▸ Itens do exercício
————

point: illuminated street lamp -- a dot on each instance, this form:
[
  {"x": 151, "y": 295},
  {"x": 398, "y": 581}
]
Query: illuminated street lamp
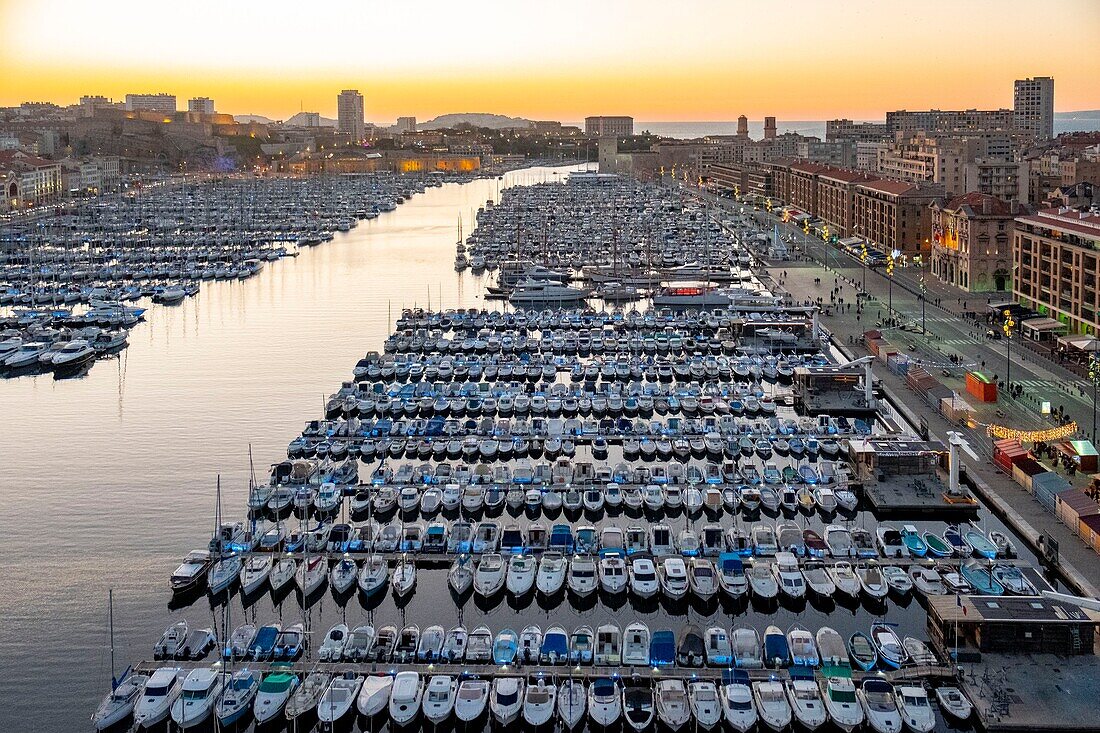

————

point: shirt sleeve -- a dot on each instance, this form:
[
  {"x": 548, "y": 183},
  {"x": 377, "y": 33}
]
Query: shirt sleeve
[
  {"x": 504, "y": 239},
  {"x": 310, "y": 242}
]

————

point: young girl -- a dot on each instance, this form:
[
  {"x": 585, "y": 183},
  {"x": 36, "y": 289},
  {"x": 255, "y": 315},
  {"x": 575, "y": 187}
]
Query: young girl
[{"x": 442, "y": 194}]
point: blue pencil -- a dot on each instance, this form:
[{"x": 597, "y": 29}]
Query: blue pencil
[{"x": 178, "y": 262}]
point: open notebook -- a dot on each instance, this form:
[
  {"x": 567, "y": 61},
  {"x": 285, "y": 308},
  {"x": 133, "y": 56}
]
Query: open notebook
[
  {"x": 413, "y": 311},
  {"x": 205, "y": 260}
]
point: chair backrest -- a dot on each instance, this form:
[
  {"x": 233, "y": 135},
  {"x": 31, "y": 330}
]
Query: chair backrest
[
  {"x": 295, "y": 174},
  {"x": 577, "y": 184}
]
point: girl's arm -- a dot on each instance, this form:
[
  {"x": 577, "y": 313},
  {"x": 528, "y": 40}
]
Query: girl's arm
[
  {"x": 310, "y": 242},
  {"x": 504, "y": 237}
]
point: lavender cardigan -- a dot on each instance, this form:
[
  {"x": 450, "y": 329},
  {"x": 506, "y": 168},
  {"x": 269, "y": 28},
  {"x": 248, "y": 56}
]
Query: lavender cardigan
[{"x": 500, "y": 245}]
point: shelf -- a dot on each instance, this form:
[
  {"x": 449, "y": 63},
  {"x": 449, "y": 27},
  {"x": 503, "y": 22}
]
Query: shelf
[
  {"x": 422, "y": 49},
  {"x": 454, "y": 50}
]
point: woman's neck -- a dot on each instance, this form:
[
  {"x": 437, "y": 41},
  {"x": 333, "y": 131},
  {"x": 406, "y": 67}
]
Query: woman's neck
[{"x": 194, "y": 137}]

————

Extraia dos itens acima cada linha que contenha a palavra "shirt". Considere a diferença entre maiúsculas e minúsculas.

point: shirt sleeve -- a dot on each instance, this form:
Query: shirt sleeve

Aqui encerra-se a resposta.